**Problem requirements**
Please output exactly the run of lines that starts at the line with "[segment] swimming pool" and ends at the last line of the records below.

Saved data entries
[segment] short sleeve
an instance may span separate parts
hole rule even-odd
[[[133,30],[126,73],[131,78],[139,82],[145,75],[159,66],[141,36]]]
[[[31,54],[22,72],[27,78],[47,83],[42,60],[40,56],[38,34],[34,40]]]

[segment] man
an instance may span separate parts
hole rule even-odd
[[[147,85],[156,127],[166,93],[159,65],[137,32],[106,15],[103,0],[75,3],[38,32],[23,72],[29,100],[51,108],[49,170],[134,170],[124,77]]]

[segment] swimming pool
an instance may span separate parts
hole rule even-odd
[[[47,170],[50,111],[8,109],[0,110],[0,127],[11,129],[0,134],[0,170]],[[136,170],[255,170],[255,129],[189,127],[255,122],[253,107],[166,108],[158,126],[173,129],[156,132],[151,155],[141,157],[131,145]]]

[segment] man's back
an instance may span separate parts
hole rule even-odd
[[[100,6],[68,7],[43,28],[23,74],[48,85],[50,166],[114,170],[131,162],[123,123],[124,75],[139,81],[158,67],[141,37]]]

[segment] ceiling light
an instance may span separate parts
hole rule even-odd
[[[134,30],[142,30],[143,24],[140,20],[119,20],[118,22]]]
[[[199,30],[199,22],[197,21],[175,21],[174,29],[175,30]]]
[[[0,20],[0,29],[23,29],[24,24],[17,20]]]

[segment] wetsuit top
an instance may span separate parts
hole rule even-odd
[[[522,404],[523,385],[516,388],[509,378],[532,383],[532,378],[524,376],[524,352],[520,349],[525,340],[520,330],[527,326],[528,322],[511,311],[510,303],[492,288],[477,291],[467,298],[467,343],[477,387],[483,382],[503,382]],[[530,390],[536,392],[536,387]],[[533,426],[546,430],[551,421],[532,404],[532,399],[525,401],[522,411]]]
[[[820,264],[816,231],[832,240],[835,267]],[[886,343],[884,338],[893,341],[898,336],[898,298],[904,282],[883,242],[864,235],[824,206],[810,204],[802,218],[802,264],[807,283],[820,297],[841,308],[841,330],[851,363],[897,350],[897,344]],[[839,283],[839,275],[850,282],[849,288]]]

**Answer to this exercise**
[segment] swimming pool
an instance may span separate parts
hole rule even-odd
[[[47,170],[50,111],[8,109],[0,110],[0,127],[11,129],[0,134],[0,170]],[[136,170],[255,170],[255,129],[189,127],[255,122],[253,107],[166,108],[158,126],[173,129],[156,132],[151,155],[141,157],[131,145]]]

[segment] man's back
an instance may span separate parts
hole rule even-odd
[[[100,6],[68,7],[43,28],[23,74],[48,85],[50,166],[114,170],[131,162],[123,123],[124,75],[139,81],[158,67],[141,37]]]

[segment] ceiling light
an instance may span separate parts
hole rule even-odd
[[[134,30],[142,30],[143,24],[140,20],[119,20],[118,22]]]
[[[199,30],[199,22],[197,21],[175,21],[174,29],[175,30]]]
[[[0,20],[0,29],[23,29],[24,24],[17,20]]]

[segment] wetsuit top
an instance may span separate parts
hole rule even-odd
[[[522,404],[523,385],[516,388],[509,378],[532,383],[532,378],[524,376],[524,352],[520,349],[525,340],[520,330],[527,326],[528,322],[511,311],[510,303],[492,288],[477,291],[467,298],[467,343],[477,387],[483,382],[503,382]],[[530,390],[536,392],[536,387]],[[533,426],[546,430],[551,421],[532,404],[532,399],[525,401],[522,411]]]
[[[820,264],[816,231],[832,240],[835,267]],[[886,343],[884,338],[893,341],[898,336],[898,298],[904,282],[883,242],[864,235],[824,206],[810,204],[802,218],[802,264],[807,283],[820,297],[841,308],[841,330],[851,363],[897,350],[897,344]],[[839,283],[839,275],[850,282],[849,288]]]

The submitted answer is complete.